An electrical circuit is shown in FIG. 3. The conductor 8a of the flat coil 8 and a variable capacitor 20 make up a series resonance circuit connected to an oscillator 21. Numeral 22 shows a diode for rectifying the terminal voltage of the coil 8, numeral 23 a smoothing capacitor for smoothing the rectified output, numeral 24 an indicator, and numeral 25 a valve control circuit for operating the supply valve 15. The indicator 24 is for indicating a shortage or excess of concentration as compared with a reference. The constants of the valve control circuit 25 are so set that when the concentration of the toner particles conforms to the reference, the resonance circuit corresponds to the intermediate part of the rising gradient of the oscillation characteristic and the indicator 24 points to the reference value. At the lower limit of the concentration of the toner particles, the valve control circuit 25 operates the valve 15 thereby to replenish the toner particles 13 in predetermined amount.
In the developing operation, the object 4, the sleeve 5, and the agitators 10 and 11 are driven synchronously in the directions of the respective arrows by a driving mechanism not shown. At the bottom of the developer container 2a, the developing powder 6 is adsorbed to the outer periphery of the sleeve 5 and forms the magnetic brush 6a, which develops the latent image in the object 4 by rubbing it lightly. Part of the magnetic brush 6a that has passed the developing position is separated from the surface of the sleeve 5 by the guide plate 7a and guided into the guide cylinder 7 from the upper opening of the guide cylinder 7. The guide cylinder 7 has vertical essential parts within it and a bottom with a multiplicity of pores 7b. The developing powder in the guide cylinder 7 drops onto the bottom of the developer container 2a through these pores 7b, and after being stirred by the agitators 10 and 11, is adsorbed to the sleeve 5 thus forming the magnetic brush 6a again.
This circulation system of the developing powder 6 includes the flat coil 8 in the guide cylinder 7. The developing powder flows downward in the form of laminar flow along both sides of the coil 8. The magnetic permeability of the developing powder, therefore, is a factor for determining the magnitude of the inductance of the flat coil 8. In the case where the concentration of toner particles is high, the permeability is low and therefore the flat coil 8 is low in inductance. With the decrease in the concentration of the toner particles, the magnetic permeability and hence the inductance of the flat coil 8 increases. As a result, the magnitude of the terminal voltage across the flat coil 8 varies, so that the indicator 24 indicates the shortage or excess of the concentration of toner particles. When the concentration of toner particles reaches the lower limit, the valve control circuit 25 is actuated to rotate the valve 15, thus replenishing the toner particles 13 into the developer container 2a.
In this method of detecting the concentration of toner particles, the coil 8 is flat and embedded in the laminar flow of the developing powder, and therefore the developing powder has a great magnetic effect on the flat coil 8, with the result that the inductance of the flat coil 8 greatly varies with the magnetic permeability of the developing powder. A characteristic curve according to the embodiment under consideration is shown in the curve I of FIG. 4, while the curve II shows the characteristic for an apparatus in which the developing powder is passed through the coil. It is seen that the sensitivity to variations in the concentration of toner particles or permeability is higher in the case of curve I than curve II.

* * * *

*Stated exercise*
Write out word for word the stretch of the toner concentration passage from "In this method" through "than curve II.".

*Entries from a data source*
* * * *

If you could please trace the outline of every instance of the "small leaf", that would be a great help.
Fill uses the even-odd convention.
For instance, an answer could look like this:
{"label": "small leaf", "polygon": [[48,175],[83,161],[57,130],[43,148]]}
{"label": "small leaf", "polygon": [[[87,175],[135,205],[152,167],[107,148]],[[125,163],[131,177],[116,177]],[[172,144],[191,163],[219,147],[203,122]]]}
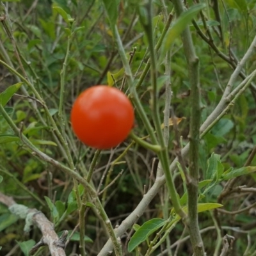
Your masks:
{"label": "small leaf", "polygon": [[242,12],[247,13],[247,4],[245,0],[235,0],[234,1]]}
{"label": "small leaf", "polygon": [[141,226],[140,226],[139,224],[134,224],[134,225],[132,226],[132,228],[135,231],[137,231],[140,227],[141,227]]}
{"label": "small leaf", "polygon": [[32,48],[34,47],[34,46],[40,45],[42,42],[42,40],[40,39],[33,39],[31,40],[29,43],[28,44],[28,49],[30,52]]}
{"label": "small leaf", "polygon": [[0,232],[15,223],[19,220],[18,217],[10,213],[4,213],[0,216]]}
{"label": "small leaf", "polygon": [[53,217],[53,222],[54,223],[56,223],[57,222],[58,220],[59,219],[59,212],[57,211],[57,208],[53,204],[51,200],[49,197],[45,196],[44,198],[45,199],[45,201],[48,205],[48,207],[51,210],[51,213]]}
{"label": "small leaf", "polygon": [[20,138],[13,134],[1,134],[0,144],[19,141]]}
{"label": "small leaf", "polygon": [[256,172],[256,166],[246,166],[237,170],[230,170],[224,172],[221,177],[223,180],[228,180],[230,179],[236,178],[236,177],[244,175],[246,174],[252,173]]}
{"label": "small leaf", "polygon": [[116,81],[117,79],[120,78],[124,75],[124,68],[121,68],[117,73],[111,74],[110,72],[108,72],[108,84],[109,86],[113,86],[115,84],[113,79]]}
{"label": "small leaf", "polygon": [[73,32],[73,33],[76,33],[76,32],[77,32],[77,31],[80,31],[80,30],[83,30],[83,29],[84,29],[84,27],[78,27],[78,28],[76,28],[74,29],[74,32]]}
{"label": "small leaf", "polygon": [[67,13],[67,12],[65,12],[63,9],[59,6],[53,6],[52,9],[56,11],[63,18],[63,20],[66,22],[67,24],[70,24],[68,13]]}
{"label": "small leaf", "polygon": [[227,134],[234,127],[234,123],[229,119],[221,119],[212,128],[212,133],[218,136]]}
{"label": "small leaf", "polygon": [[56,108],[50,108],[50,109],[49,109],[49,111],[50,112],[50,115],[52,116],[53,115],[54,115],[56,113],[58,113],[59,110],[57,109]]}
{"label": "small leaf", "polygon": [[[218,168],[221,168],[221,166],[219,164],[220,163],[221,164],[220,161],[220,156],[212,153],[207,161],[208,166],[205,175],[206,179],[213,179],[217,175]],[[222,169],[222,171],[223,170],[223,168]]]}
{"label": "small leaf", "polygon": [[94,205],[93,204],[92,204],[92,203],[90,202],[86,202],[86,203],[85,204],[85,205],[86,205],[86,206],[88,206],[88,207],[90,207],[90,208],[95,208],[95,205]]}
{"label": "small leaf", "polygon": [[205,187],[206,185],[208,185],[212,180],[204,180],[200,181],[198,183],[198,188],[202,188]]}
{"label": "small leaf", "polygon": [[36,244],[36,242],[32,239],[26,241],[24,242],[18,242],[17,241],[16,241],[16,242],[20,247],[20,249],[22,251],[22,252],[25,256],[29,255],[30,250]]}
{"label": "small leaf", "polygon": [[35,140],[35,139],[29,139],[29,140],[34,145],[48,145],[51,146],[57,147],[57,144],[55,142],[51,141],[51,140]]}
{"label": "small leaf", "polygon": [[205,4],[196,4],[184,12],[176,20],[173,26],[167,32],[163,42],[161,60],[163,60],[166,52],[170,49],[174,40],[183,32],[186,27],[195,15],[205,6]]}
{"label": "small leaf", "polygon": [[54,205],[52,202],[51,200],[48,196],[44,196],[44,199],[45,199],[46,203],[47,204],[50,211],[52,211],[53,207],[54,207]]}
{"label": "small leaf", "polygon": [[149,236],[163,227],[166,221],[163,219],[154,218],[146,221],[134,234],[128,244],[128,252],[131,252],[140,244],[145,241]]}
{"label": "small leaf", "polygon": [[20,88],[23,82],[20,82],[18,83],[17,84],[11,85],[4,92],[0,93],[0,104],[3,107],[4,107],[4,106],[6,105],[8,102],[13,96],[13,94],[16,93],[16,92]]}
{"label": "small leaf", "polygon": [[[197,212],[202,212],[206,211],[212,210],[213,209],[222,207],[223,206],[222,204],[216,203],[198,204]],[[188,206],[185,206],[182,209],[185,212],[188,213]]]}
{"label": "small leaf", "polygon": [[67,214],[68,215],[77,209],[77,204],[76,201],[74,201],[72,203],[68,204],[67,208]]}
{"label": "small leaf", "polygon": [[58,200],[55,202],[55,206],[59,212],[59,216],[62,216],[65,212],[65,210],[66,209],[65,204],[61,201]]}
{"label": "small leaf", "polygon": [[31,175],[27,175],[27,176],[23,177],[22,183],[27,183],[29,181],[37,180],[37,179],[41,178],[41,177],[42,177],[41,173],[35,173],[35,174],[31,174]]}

* * * *

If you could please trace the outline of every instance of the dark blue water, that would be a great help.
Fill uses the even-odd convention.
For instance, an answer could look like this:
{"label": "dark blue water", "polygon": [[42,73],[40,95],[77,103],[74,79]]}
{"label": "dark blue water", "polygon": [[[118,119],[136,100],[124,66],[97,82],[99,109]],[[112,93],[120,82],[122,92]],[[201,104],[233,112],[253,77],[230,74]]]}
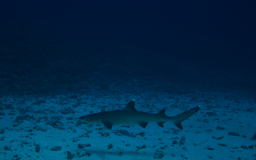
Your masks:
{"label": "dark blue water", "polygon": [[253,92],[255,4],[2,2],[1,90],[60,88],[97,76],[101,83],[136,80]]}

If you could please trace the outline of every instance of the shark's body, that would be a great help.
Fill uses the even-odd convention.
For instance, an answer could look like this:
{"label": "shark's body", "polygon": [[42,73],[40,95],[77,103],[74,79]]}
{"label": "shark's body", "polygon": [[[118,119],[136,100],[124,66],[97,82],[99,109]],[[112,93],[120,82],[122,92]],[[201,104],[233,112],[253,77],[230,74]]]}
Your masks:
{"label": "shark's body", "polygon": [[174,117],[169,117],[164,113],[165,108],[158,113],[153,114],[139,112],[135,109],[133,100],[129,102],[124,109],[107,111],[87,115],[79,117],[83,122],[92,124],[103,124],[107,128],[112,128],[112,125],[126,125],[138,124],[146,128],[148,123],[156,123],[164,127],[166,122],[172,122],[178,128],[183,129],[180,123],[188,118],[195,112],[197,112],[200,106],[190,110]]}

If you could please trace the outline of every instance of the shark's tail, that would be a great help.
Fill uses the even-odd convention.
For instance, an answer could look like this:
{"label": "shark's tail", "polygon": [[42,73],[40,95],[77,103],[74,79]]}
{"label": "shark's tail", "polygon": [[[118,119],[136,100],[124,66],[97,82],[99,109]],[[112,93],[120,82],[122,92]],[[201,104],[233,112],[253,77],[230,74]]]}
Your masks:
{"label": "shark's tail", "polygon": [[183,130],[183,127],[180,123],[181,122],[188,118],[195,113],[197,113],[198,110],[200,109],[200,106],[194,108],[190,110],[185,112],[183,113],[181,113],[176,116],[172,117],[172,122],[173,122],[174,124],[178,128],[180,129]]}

* * * *

*Solution*
In this method of detecting the concentration of toner particles, the coil 8 is flat and embedded in the laminar flow of the developing powder, and therefore the developing powder has a great magnetic effect on the flat coil 8, with the result that the inductance of the flat coil 8 greatly varies with the magnetic permeability of the developing powder. A characteristic curve according to the embodiment under consideration is shown in the curve I of FIG. 4, while the curve II shows the characteristic for an apparatus in which the developing powder is passed through the coil. It is seen that the sensitivity to variations in the concentration of toner particles or permeability is higher in the case of curve I than curve II.